Ambos os delitos são tipos mistos alternativos, onde a prática de uma ou mais condutas caracterizará sempre um crime único. Deverá ser praticado com dolo, não sendo necessário nenhum especial fim de agir.

Os aparelhos, instrumentos ou objetos, embora possam servir para outras coisas, devem ter por finalidade principal a falsificação de moeda ou a construção de imitações dos papéis referidos no artigo 293.

Em ambos os casos, por se tratarem de condutas preparatórias para a prática de outros delitos, se o agente estiver com o aparelho destinado a falsificação e efetivamente falsificar moeda ou papel público responderá pelos crimes fins (289 e 293, do Código Penal), pois este absorve o crime meio.

Aqui também se observa que o legislador não abrandou a punição de tais atos preparatórios já que a pena de quem viola o artigo 291 do Código Penal é a mesma, por exemplo, de quem falsifica um documento público[11] e maior do que a daquele que pratica o crime de falsidade ideológica[12] ou contrabando e descaminho[13].

Outro exemplo da punição de atos preparatórios esta materializado no artigo 253 do Código Penal:

Art. 253 - Fabricar, fornecer, adquirir, possuir ou transportar, sem licença da autoridade, substância ou engenho explosivo, gás tóxico ou asfixiante, ou material destinado à sua fabricação:

Pena - detenção, de seis meses a dois anos, e multa.

Gás tóxico pode ser entendido como o fluído compressível capaz de causar envenenamento, já o gás asfixiante é o produto químico que provoca sufocação. Quantoa expressão “material destinado a sua fabricação”, não é necessário que a substância tenha a única finalidade de fabricar esses gases, desde que em determinado contexto fático, ela possa ser usada para tal fim (NUCCI, 2008, p.944-5).

Trata-se de delito comum, podendo ser praticado por qualquer pessoa, não exigindo, para sua consumação nenhum efeito naturalístico, devendo o agente agir com dolo de perigo.

--- O exercício ---
Transcreva na íntegra o texto sobre a punição de atos preparatórios no Código Penal. As entradas são um material à parte, independente do texto.

--- Linhas do conjunto de dados sobre onde os objetos aparecem ---
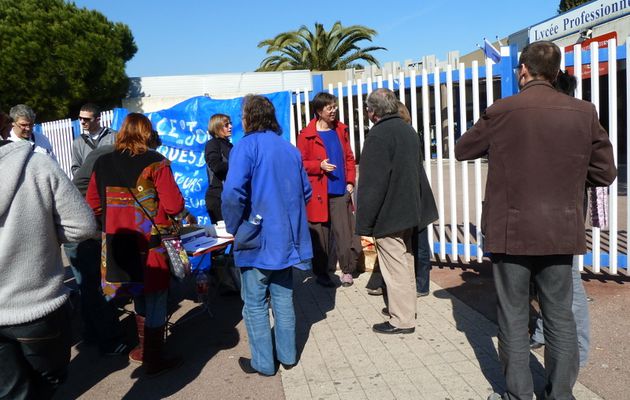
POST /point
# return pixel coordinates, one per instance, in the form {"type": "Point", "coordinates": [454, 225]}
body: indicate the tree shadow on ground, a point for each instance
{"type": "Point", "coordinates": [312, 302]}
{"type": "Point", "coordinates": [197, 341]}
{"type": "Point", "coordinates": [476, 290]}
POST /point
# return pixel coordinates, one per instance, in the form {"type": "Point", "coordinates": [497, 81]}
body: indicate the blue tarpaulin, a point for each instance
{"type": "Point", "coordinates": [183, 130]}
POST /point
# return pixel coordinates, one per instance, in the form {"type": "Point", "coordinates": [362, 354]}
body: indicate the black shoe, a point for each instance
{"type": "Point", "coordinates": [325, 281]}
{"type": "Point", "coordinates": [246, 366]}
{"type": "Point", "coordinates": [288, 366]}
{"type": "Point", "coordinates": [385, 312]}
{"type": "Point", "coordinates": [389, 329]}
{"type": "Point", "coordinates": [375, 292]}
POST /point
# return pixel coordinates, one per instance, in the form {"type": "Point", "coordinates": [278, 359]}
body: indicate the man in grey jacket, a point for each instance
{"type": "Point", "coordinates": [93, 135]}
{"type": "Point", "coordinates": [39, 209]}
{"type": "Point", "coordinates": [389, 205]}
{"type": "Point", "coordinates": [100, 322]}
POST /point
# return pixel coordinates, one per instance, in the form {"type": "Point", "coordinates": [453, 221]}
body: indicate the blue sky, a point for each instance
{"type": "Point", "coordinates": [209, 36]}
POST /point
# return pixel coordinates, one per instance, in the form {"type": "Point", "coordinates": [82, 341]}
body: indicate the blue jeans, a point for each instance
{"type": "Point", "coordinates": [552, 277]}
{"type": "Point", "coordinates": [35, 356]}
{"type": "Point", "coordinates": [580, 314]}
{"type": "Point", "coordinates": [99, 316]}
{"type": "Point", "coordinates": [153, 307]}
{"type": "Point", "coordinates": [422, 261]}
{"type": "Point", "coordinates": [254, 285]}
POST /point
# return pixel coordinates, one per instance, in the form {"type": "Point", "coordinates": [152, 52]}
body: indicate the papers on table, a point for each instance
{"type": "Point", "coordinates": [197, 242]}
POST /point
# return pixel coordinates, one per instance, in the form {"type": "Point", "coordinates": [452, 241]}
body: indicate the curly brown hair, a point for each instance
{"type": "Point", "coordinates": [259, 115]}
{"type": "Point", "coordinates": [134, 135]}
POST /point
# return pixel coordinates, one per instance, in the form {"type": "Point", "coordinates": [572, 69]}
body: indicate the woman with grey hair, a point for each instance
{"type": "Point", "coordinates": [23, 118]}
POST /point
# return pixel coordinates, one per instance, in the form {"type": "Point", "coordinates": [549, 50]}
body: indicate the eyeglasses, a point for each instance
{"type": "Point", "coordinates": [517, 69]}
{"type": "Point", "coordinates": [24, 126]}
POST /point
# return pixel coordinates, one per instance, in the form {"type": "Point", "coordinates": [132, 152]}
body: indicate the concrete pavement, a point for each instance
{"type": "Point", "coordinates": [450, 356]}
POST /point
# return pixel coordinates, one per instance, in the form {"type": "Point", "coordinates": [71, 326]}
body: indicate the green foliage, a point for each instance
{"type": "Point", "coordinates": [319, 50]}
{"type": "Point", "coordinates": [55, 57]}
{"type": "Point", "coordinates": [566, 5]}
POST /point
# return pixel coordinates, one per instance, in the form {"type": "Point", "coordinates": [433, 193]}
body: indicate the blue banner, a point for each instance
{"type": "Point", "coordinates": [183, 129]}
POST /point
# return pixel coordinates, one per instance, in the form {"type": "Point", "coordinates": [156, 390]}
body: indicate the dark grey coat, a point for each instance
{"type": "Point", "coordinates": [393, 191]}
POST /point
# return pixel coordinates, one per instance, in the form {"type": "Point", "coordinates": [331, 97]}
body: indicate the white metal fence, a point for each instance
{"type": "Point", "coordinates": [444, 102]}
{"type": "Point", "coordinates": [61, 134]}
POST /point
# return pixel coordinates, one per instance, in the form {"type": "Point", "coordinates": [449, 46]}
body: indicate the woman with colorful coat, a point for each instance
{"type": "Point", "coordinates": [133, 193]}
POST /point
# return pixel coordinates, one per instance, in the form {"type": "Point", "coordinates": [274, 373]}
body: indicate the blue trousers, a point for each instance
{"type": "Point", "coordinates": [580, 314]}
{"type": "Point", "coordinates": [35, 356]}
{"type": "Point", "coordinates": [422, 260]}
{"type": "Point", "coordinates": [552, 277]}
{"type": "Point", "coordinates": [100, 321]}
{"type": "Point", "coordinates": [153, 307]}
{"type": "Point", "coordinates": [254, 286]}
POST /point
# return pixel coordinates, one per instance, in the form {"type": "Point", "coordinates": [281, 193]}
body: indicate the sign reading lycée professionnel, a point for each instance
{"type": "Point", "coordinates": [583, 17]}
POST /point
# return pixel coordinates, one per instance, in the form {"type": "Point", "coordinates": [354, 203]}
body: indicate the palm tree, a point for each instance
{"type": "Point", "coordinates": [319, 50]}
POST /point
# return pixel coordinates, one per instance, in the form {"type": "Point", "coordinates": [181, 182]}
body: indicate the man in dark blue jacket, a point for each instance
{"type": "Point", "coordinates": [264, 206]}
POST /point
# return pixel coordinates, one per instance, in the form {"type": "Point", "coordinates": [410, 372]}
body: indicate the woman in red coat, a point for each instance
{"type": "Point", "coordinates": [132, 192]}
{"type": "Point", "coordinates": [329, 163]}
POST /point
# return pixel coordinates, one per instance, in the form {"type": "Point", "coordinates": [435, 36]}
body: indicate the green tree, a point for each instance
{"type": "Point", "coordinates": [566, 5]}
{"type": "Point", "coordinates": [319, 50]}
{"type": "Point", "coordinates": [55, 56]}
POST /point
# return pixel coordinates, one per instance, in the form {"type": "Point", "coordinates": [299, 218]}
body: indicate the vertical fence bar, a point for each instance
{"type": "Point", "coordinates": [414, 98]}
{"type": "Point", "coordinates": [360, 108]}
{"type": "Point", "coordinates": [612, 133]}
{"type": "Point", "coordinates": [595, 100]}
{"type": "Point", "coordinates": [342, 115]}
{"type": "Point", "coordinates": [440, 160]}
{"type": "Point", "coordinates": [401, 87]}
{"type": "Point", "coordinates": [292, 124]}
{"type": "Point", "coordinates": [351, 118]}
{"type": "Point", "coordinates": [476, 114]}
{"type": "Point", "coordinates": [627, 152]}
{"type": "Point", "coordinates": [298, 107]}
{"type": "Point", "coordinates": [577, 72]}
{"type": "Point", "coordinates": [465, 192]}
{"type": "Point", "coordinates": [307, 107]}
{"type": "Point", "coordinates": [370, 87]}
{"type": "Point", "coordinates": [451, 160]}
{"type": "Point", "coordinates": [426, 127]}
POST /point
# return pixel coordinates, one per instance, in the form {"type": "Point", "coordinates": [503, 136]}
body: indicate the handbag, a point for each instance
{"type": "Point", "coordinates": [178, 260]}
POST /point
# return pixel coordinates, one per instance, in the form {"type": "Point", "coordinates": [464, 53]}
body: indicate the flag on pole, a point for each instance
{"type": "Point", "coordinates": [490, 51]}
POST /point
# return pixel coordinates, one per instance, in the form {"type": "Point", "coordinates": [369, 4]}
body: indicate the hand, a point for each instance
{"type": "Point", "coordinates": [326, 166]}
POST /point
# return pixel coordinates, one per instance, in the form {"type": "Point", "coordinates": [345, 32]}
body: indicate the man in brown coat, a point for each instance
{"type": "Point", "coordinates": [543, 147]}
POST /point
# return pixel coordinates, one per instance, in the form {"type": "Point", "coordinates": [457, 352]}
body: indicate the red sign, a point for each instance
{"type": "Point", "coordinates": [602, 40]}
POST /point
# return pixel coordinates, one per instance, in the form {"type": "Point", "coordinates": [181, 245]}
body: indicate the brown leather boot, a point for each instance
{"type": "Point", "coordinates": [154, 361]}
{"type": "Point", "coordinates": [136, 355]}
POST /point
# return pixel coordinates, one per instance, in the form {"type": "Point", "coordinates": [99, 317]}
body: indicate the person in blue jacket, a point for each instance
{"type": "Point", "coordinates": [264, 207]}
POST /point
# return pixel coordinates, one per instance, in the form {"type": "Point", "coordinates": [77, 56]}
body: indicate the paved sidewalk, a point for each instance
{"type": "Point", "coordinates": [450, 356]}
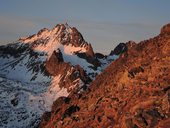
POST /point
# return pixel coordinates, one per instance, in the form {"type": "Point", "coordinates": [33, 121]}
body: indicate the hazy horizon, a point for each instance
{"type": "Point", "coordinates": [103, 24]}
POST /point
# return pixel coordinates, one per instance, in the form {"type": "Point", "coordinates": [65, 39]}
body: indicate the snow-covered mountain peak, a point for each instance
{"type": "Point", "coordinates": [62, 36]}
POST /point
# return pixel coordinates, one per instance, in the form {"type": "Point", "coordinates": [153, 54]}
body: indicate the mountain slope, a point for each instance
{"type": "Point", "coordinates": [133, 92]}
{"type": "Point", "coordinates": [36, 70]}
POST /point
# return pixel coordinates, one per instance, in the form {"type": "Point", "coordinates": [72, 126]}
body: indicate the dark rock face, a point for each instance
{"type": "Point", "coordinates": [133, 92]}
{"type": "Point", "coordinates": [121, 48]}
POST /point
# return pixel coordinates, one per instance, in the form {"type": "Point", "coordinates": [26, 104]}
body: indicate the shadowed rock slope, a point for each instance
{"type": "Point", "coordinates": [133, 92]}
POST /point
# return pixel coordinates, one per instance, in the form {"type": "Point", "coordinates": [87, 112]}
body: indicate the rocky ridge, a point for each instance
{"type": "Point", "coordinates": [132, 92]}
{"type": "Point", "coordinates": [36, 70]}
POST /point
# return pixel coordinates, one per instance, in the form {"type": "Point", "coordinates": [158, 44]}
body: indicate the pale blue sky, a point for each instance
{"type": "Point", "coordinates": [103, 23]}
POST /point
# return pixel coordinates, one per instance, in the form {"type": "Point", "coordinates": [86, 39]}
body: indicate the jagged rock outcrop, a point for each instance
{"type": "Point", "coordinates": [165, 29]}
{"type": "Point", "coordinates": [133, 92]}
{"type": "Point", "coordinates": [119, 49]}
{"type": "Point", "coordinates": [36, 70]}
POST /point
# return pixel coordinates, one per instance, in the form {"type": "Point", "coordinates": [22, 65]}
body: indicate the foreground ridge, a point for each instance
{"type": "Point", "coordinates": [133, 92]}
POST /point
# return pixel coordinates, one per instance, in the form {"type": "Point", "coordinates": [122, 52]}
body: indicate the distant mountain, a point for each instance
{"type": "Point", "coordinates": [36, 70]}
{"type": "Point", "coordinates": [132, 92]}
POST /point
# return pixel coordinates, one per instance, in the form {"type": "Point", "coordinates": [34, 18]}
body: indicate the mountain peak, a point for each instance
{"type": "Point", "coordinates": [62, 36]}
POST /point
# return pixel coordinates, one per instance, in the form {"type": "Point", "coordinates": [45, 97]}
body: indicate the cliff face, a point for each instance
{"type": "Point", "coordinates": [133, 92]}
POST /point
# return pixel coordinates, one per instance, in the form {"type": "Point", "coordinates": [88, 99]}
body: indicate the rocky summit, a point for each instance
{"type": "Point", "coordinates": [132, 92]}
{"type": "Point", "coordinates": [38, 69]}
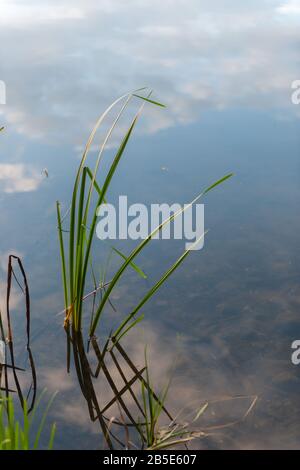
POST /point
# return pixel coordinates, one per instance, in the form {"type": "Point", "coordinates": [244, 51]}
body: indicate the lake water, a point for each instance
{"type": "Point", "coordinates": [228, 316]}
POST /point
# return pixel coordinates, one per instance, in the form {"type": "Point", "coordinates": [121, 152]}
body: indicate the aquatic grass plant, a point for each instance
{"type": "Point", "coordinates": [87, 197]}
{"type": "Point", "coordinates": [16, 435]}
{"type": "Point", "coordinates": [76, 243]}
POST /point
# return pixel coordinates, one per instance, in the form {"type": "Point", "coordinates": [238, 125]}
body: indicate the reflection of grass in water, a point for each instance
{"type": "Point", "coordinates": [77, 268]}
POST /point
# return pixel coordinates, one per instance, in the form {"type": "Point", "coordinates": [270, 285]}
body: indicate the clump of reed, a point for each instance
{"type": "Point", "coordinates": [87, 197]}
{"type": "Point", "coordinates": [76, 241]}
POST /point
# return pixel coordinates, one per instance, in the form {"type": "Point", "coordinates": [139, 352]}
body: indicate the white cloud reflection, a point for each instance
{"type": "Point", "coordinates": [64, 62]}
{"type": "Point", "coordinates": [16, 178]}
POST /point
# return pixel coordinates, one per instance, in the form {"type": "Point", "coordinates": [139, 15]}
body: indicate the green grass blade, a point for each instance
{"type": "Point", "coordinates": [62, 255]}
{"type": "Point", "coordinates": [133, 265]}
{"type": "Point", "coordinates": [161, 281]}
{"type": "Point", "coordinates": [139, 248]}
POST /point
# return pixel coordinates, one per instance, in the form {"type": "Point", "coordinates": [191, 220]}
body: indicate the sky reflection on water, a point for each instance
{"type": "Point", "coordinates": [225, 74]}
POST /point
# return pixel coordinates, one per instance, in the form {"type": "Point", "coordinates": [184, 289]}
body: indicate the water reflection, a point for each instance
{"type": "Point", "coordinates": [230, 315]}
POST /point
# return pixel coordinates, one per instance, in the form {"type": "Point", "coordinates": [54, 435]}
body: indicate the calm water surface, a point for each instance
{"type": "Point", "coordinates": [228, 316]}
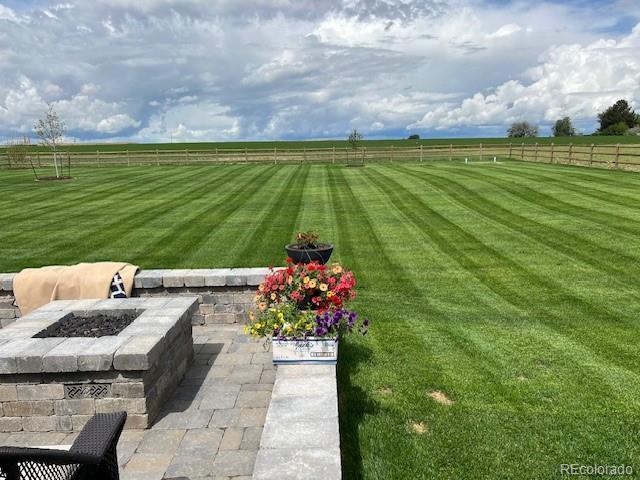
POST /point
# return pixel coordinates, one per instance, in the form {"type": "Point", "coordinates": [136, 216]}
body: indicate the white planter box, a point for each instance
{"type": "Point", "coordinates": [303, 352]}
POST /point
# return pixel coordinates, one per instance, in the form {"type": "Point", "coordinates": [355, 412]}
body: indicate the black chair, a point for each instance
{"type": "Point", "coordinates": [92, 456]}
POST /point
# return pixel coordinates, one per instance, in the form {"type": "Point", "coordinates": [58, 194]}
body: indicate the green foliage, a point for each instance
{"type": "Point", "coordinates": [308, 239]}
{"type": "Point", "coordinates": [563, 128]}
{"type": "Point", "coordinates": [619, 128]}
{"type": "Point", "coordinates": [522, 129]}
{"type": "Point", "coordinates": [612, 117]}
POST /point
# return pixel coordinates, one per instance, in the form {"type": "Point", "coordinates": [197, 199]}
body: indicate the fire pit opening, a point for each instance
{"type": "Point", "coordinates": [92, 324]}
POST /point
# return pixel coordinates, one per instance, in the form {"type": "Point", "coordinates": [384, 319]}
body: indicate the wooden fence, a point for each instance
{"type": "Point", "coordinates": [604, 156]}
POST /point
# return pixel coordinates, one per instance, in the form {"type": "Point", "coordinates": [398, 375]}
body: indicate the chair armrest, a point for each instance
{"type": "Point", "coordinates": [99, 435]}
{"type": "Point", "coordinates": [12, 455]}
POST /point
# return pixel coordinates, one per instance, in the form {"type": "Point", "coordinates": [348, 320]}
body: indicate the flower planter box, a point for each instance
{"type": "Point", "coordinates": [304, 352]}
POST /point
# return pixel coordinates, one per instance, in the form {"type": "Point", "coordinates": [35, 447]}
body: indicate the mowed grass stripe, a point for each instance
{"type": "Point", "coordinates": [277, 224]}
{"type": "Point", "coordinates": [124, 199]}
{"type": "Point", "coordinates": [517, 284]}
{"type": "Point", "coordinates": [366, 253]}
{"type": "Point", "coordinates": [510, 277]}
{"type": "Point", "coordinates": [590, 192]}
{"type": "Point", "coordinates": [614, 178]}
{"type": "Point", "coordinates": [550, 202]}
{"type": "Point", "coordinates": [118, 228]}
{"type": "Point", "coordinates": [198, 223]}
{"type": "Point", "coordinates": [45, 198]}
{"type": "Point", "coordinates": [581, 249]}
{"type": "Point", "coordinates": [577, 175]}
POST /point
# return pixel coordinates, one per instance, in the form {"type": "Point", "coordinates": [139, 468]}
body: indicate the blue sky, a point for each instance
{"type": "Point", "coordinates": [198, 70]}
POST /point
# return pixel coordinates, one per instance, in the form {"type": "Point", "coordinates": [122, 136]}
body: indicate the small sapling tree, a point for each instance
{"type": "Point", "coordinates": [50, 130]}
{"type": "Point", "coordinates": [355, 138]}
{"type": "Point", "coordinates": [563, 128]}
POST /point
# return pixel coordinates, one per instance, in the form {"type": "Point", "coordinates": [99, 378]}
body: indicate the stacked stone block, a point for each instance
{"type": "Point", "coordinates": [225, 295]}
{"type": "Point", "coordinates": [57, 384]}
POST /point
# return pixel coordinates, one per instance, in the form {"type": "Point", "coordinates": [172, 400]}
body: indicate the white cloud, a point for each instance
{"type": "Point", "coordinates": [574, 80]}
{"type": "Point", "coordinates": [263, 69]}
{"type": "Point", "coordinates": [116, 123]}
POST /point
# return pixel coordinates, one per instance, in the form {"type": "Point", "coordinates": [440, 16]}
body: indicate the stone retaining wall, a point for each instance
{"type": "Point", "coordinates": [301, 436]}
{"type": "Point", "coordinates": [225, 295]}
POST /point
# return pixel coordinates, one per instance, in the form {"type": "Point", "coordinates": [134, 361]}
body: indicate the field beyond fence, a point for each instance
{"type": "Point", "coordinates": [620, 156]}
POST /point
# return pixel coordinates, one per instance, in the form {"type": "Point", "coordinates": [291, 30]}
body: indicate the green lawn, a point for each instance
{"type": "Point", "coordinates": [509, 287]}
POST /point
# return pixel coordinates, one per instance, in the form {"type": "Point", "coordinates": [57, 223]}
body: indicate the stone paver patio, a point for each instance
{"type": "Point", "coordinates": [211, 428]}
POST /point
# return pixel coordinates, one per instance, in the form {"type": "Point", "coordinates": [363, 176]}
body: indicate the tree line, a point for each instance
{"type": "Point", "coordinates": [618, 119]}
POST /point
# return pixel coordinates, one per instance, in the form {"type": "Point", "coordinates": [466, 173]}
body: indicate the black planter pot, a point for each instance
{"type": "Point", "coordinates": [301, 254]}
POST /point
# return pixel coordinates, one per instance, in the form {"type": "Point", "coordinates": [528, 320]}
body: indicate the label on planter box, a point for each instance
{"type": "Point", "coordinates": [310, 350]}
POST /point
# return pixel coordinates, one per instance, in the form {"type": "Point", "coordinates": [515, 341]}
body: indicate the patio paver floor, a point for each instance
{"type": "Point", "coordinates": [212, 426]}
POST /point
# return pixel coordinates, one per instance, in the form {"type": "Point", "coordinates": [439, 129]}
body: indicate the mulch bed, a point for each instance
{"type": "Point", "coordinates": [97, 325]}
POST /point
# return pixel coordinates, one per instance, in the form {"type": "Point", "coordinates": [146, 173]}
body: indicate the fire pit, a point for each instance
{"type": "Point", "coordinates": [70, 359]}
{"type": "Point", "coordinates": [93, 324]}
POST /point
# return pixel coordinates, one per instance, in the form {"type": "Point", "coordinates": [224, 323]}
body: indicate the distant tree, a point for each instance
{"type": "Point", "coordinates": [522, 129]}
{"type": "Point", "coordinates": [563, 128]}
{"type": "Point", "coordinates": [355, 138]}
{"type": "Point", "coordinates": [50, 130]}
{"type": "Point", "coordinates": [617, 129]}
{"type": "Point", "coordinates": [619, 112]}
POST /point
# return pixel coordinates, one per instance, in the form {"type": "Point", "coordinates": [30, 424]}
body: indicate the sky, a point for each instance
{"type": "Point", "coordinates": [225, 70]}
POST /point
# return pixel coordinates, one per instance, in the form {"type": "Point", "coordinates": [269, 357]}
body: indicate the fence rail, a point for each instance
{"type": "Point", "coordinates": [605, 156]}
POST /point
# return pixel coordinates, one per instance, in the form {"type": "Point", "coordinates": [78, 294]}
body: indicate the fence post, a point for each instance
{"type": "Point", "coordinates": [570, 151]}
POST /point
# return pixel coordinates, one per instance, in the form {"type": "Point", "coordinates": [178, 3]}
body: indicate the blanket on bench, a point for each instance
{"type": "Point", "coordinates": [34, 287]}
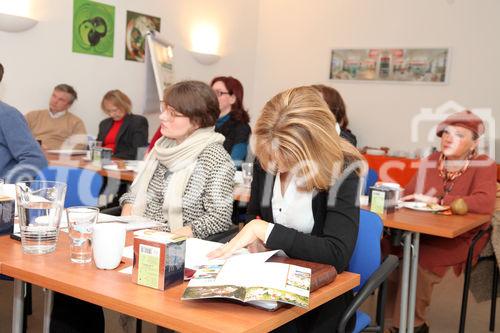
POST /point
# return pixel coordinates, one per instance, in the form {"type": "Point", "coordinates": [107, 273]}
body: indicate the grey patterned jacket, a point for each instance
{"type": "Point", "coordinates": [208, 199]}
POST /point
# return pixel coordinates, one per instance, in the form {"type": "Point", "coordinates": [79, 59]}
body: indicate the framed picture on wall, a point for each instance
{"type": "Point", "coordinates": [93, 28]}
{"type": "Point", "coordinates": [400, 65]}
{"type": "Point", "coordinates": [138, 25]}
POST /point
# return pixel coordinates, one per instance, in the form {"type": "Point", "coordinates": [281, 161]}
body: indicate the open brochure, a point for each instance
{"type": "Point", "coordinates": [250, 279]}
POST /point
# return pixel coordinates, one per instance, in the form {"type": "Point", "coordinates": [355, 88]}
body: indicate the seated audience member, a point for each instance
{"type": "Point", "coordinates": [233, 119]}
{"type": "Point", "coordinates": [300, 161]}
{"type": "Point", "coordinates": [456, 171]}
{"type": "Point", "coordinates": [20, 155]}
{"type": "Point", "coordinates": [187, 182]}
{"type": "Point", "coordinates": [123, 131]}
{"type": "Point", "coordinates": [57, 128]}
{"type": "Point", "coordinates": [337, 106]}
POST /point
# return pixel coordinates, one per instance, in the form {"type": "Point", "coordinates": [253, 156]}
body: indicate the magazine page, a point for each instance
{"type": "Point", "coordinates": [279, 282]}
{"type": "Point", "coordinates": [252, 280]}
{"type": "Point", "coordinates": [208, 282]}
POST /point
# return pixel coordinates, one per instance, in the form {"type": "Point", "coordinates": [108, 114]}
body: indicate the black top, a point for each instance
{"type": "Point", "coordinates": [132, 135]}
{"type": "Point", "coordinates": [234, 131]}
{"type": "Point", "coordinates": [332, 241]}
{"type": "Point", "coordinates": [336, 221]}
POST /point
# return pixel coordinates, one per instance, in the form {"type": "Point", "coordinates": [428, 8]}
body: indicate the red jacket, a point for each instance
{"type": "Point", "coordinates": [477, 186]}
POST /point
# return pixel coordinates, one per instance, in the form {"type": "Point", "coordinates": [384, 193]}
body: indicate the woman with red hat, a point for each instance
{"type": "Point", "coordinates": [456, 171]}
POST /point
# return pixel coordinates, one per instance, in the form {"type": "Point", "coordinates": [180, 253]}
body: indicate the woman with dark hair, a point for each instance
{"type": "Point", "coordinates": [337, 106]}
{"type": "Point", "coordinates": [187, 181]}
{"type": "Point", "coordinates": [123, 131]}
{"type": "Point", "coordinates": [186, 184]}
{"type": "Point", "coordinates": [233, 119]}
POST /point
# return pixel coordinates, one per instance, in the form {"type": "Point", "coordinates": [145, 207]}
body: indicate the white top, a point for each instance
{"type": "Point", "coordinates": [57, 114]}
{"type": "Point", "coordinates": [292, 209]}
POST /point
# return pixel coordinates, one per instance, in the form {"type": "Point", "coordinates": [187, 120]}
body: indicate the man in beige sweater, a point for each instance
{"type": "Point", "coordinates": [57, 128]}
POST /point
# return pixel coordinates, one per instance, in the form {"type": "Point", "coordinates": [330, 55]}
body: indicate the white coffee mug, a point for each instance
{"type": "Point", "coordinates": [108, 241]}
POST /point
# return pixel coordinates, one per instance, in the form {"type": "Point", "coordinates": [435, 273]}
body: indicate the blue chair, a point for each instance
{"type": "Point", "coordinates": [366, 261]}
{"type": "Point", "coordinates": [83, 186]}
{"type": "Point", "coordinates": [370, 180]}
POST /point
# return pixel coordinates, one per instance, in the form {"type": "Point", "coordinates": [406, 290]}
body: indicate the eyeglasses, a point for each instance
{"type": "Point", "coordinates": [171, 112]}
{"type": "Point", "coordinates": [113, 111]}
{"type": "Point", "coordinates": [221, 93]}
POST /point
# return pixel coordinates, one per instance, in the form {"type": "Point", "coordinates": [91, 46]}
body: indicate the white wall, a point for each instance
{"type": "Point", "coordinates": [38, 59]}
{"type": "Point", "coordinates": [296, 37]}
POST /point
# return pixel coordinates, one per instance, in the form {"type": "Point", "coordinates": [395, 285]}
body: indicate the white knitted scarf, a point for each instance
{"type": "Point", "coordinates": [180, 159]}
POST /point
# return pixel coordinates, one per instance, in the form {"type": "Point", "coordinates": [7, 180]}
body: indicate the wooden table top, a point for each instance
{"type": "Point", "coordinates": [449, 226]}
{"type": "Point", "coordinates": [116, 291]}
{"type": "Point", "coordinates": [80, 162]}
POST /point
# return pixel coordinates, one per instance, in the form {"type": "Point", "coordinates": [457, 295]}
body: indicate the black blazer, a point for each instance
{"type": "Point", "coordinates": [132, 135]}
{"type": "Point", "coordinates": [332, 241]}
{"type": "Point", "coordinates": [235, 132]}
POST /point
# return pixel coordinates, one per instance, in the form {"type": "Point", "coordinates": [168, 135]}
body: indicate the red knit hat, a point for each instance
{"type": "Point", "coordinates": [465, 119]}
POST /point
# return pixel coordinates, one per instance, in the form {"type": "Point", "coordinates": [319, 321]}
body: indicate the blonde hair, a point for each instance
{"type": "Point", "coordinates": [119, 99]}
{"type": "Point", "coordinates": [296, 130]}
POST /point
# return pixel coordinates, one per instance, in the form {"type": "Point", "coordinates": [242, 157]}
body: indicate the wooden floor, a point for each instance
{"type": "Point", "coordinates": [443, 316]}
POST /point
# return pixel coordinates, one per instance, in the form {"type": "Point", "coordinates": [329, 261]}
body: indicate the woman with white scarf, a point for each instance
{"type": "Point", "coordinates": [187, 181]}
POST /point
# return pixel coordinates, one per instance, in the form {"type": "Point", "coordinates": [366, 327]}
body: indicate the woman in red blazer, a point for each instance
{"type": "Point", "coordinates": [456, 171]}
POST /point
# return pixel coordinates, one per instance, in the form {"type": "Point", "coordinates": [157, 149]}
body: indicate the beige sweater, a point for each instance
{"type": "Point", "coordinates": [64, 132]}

--- Resposta do exercício ---
Ambos os delitos são tipos mistos alternativos, onde a prática de uma ou mais condutas caracterizará sempre um crime único. Deverá ser praticado com dolo, não sendo necessário nenhum especial fim de agir.

Os aparelhos, instrumentos ou objetos, embora possam servir para outras coisas, devem ter por finalidade principal a falsificação de moeda ou a construção de imitações dos papéis referidos no artigo 293.

Em ambos os casos, por se tratarem de condutas preparatórias para a prática de outros delitos, se o agente estiver com o aparelho destinado a falsificação e efetivamente falsificar moeda ou papel público responderá pelos crimes fins (289 e 293, do Código Penal), pois este absorve o crime meio.

Aqui também se observa que o legislador não abrandou a punição de tais atos preparatórios já que a pena de quem viola o artigo 291 do Código Penal é a mesma, por exemplo, de quem falsifica um documento público[11] e maior do que a daquele que pratica o crime de falsidade ideológica[12] ou contrabando e descaminho[13].

Outro exemplo da punição de atos preparatórios esta materializado no artigo 253 do Código Penal:

Art. 253 - Fabricar, fornecer, adquirir, possuir ou transportar, sem licença da autoridade, substância ou engenho explosivo, gás tóxico ou asfixiante, ou material destinado à sua fabricação:

Pena - detenção, de seis meses a dois anos, e multa.

Gás tóxico pode ser entendido como o fluído compressível capaz de causar envenenamento, já o gás asfixiante é o produto químico que provoca sufocação. Quantoa expressão “material destinado a sua fabricação”, não é necessário que a substância tenha a única finalidade de fabricar esses gases, desde que em determinado contexto fático, ela possa ser usada para tal fim (NUCCI, 2008, p.944-5).

Trata-se de delito comum, podendo ser praticado por qualquer pessoa, não exigindo, para sua consumação nenhum efeito naturalístico, devendo o agente agir com dolo de perigo.